──────── Study text

The Electoral Circle (Kurkreis), which was renamed in 1807 as the Wittenberg Circle (Wittenberger Kreis), was a historical territory that mostly emerged from the heartlands of the former Duchy of Saxe-Wittenberg. The circle (or district) was created in the reign of Frederick the Wise of Saxony in 1499 and was part of the Electorate of Saxony. The German name Kurkreis referred to the electoral dignity or status of the Saxon prince electors (Kurfürsten) to whom this territory was linked.

== Geographical extent ==
The region of the Electoral Circle today falls largely within the states of Brandenburg and Saxony-Anhalt. A smaller portion is located in North Saxony.

The rivers Elbe, Black Elster and, for a short section, Mulde flowed through the Circle. The most important settlement in the Circle was the town of Wittenberg, where the Reformation started.

== History ==
John Frederick the Magnanimous was defeated by Emperor Charles V in the Schmalkaldic War at the Battle of Mühlberg and was captured there on 24 April 1547. The emperor removed his electoral dignity and part of his electoral estates and enfeoffed them to his cousin Maurice of Saxony. As a result, Saxe-Wittenberg was transferred from the Ernestines to the Albertine line of the family.

────────────────
──────── Extracted material

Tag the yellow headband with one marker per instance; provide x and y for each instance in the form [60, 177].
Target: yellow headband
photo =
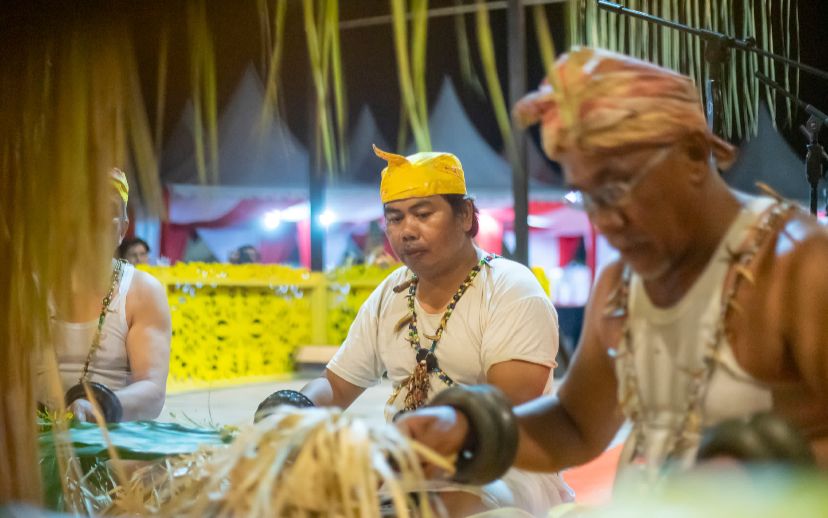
[597, 100]
[120, 184]
[420, 175]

────────────────

=== Task requirements ===
a. Name every river that the text on the Electoral Circle says flowed through the Circle.
b. Please write out the text on the Electoral Circle from "The Electoral Circle (Kurkreis), which" up to and including "the Reformation started.", swapping "settlement" for "place".

=== Answers by item ===
a. Elbe, Black Elster, Mulde

b.
The Electoral Circle (Kurkreis), which was renamed in 1807 as the Wittenberg Circle (Wittenberger Kreis), was a historical territory that mostly emerged from the heartlands of the former Duchy of Saxe-Wittenberg. The circle (or district) was created in the reign of Frederick the Wise of Saxony in 1499 and was part of the Electorate of Saxony. The German name Kurkreis referred to the electoral dignity or status of the Saxon prince electors (Kurfürsten) to whom this territory was linked.

== Geographical extent ==
The region of the Electoral Circle today falls largely within the states of Brandenburg and Saxony-Anhalt. A smaller portion is located in North Saxony.

The rivers Elbe, Black Elster and, for a short section, Mulde flowed through the Circle. The most important place in the Circle was the town of Wittenberg, where the Reformation started.